-- EXTRACT PROVIDED --
--------------------------------------------------

European Coordination Via Campesina | 2 May 2024

ECVC rejects free trade narrative of AGRIFISH council and demands market regulation and an end to FTAs to address root causes of farmers’ issues

Despite months of mobilisations across Europe, the Commissioner for Agriculture, Janusz Wojciechowski, and Agricultural Ministers in the Agriculture and Fisheries Council seem to have quickly forgotten the demands and issues of farmers. At the latest AGRIFISH meeting (29-30 April), representatives continued to push for export-oriented free trade policy, which for ECVC is incompatible with the main demand of the farmer protests: ensuring fair prices that cover production costs through market regulation. ECVC deplores this hypocrisy, in which European policy makers claim to be listening to farmers on the one hand, whilst in reality continuing to push a trade narrative that benefits large industrial actors at the expense of small- and medium-scale farmers who are trying to produce for the European market.

Despite reassurances that farmers’ concerns are being taken into account, members of the AGRIFISH council fail to recognise that it is big agri-businesses that profit from FTAs and the inclusion of agriculture in the WTO. The real impacts of free trade for the majority of farmers are being misrepresented in this space, as policy makers bend to the will of agribusiness lobbies. For farmers on the ground, FTAs and the WTO rules only serve to drive down prices as far as possible, with no regard for the costs to the wellbeing and health of farmers and citizens, nor the impact on climate and biodiversity.

For example, Commissioner Wojciechowski referred heavily to the JRC study on the cumulative economic impact of trade to stress the importance of trade and back up claims that “some agricultural sectors can benefit from the EU trade agenda”.

--------------------------------------------------

-- PROVIDED INFORMATION --

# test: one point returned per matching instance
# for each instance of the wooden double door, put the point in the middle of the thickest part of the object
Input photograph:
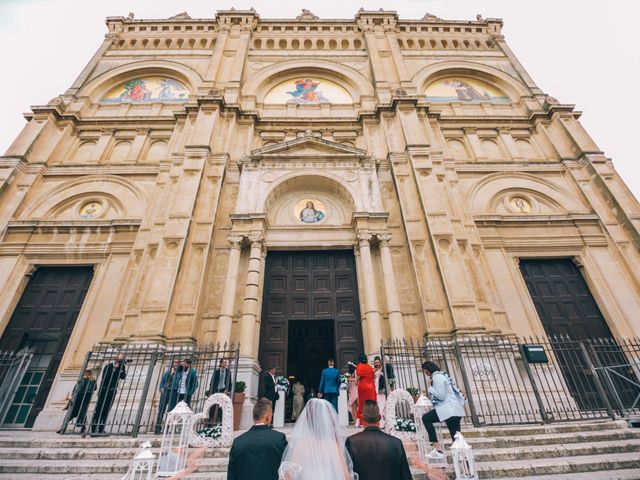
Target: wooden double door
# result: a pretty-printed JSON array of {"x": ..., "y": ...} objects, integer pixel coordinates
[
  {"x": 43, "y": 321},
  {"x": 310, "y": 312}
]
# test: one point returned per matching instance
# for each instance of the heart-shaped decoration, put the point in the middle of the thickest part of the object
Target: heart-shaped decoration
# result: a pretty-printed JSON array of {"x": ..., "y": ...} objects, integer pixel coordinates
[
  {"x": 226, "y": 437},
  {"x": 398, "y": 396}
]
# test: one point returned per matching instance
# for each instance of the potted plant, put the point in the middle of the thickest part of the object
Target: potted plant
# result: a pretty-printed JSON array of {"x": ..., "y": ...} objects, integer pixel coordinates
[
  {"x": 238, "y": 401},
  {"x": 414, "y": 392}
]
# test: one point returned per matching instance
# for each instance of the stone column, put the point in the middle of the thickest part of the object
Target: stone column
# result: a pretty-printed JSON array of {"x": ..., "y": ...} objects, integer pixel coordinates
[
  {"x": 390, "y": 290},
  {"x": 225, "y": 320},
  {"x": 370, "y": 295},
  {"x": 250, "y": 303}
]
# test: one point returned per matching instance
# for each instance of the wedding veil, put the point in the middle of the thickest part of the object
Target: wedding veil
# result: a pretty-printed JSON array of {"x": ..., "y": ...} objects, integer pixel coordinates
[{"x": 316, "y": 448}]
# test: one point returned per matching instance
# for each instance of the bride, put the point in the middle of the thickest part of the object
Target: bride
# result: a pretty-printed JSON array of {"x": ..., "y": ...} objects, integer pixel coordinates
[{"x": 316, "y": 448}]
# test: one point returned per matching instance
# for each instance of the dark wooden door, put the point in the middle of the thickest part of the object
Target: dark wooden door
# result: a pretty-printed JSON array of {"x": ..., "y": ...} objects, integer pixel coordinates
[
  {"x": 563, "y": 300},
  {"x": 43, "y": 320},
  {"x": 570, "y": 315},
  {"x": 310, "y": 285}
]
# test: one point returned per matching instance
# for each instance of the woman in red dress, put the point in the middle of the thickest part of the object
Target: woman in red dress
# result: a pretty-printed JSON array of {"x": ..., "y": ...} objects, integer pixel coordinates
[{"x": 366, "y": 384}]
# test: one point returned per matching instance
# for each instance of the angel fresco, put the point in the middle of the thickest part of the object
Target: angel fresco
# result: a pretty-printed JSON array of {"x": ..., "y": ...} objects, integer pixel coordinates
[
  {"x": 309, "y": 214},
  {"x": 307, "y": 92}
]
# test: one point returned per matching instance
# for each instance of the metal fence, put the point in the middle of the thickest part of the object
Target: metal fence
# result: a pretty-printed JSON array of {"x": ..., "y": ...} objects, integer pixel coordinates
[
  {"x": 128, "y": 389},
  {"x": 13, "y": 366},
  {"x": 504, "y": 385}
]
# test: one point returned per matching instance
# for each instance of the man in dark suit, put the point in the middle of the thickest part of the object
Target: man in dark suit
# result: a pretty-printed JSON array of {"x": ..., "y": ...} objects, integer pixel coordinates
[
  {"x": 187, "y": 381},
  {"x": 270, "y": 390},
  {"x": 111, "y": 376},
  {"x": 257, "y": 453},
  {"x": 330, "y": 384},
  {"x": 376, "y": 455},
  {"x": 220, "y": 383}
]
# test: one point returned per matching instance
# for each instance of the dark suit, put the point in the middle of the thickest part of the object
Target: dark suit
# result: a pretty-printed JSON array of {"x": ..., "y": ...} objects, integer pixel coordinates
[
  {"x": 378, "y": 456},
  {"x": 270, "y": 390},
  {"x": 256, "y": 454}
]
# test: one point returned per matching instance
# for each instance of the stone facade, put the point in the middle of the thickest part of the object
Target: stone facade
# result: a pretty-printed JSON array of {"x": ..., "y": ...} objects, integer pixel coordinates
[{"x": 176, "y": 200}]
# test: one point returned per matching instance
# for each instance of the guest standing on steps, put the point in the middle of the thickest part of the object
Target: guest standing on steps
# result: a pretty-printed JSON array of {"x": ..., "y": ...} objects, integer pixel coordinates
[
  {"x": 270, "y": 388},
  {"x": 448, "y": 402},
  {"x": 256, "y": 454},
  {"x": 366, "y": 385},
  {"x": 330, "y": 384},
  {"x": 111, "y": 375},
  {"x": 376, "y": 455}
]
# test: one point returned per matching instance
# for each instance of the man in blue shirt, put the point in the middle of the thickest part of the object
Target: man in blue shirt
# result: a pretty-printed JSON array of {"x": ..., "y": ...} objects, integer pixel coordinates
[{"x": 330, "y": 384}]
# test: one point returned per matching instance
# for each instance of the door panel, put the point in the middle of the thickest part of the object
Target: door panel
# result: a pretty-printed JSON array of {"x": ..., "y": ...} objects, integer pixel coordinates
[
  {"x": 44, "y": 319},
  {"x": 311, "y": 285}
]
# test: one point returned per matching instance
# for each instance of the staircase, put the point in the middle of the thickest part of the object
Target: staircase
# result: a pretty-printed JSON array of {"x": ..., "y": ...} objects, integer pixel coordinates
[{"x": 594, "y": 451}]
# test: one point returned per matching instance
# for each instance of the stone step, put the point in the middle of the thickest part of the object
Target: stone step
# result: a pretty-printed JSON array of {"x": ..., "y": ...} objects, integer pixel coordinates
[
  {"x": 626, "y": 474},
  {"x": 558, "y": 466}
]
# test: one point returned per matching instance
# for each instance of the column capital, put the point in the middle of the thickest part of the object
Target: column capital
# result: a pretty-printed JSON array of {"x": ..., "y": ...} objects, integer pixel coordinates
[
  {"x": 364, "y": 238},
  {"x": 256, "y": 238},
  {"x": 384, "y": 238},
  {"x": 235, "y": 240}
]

--------------------------------------------------

-- STATED PROBLEM --
Return the part of the ECVC statement running from "Despite reassurances that" down to "climate and biodiversity.", word for word. The material that comes after the statement stands apart from it.

-- SOLUTION FOR THIS PROBLEM --
Despite reassurances that farmers’ concerns are being taken into account, members of the AGRIFISH council fail to recognise that it is big agri-businesses that profit from FTAs and the inclusion of agriculture in the WTO. The real impacts of free trade for the majority of farmers are being misrepresented in this space, as policy makers bend to the will of agribusiness lobbies. For farmers on the ground, FTAs and the WTO rules only serve to drive down prices as far as possible, with no regard for the costs to the wellbeing and health of farmers and citizens, nor the impact on climate and biodiversity.